Falls aber die Ursache für die Be­einträchtigung vermutungsweise in der Nachbarsliegenschaft liegt, sollte die mutmassliche Ursache durch eine Fachperson bestätigt werden. Aus rechtlicher Sicht ist festzuhalten, dass der durch die undichte Fassade geschaffene Zustand Feuchtigkeitsschäden auf dem nachbar­lichen Grundstück bewirken kann und damit einen Eingriff in das Eigentum ­darstellt.

Abgrenzung Immissionsschutz/­Eigentumsfreiheitsklage
Eine Beseitigung der feuchten Einwirkungen kann entweder mittels einer nachbarrechtlichen Klage gemäss Art.  684 i.V.m. Art. 679 ZGB oder der Eigentumsfreiheitsklage gemäss Art. 641 Abs. 2 ZGB geltend gemacht werden. Erstere Bestimmung geht bei Einwirkungen aus der ­Nutzung des Grundeigentums vor. Nach der Rechtsprechung fallen Eigentums­beeinträchtigungen von Nachbarn nur dann in den Anwendungsbereich von Art. 641 Abs. 2 ZGB, wenn es sich um direkte ­Beeinträchtigungen handelt, das heisst, wenn der Nachbar unmittelbar in die Substanz des klägerischen Grundstücks eingreift.2 Ist die Beeinträchtigung hingegen nur die mittelbare beziehungsweise indirekte Folge davon, dass der Nachbar sein Eigentumsrecht auf seinem eigenen Grundstück ausübt, liegt eine Einwirkung im Sinne von Art. 684 ZGB vor. Die durch den vernachlässigten Unterhalt bewirkte Undichtigkeit und das Versickernlassen von Wasser in der Fassade stellen einen mittelbaren Eingriff in das Eigentum des Nachbarn dar, weswegen Art. 684 ZGB zur Anwendung kommt.

DEINE AUFGABEN
A. Gib aus dem Text über Feuchtigkeit vom Nachbargrundstück alles von „Falls aber die“ bis hinunter zu „das Eigentum ­darstellt.“ wortgetreu aus.
B. Schreib den Text über Feuchtigkeit vom Nachbargrundstück weiter, und zwar ab dem Punkt, an dem er endet.

EINTRÄGE

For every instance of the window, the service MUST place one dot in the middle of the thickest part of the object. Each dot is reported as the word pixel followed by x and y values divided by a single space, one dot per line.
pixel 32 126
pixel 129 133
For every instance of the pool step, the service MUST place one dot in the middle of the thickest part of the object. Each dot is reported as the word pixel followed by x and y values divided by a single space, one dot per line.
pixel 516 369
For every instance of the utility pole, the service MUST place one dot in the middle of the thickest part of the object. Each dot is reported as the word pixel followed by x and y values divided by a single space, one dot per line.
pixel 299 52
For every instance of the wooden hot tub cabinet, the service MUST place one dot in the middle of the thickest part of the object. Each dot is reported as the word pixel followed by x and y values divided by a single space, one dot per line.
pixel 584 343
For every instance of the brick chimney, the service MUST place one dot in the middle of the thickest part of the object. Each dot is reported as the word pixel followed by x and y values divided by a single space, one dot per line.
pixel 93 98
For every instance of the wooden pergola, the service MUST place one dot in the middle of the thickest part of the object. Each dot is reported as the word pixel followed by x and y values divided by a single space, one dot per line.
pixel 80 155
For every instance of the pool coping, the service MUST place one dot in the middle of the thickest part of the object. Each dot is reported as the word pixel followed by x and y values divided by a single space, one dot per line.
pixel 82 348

ANTWORTEN JE AUFGABE
A.
Falls aber die Ursache für die Be­einträchtigung vermutungsweise in der Nachbarsliegenschaft liegt, sollte die mutmassliche Ursache durch eine Fachperson bestätigt werden. Aus rechtlicher Sicht ist festzuhalten, dass der durch die undichte Fassade geschaffene Zustand Feuchtigkeitsschäden auf dem nachbar­lichen Grundstück bewirken kann und damit einen Eingriff in das Eigentum ­darstellt.

B.
Der Grundstückseigentümer erleidet durch die Unterlassung des Fassadenunterhalts auf dem nachbarlichen Grundstück eine übermässige Einwirkung auf sein Grundstück. Die Beeinträchtigung des Eigentums kann auch in einem Unterlassen des Nachbarn bestehen.3 Der Grundstückseigentümer hat ein wesentliches rechtliches Interesse an der Beseitigung der Störung, zumal die Bausubstanz durch die Feuchtigkeit geschädigt wird und die Schimmelbildung für die Mieter eine Gefahr für die Gesundheit darstellt. Zudem muss der Grundstückseigen­tümer beziehungsweise Vermieter mit Mietzinsreduktionsbegehren rechnen.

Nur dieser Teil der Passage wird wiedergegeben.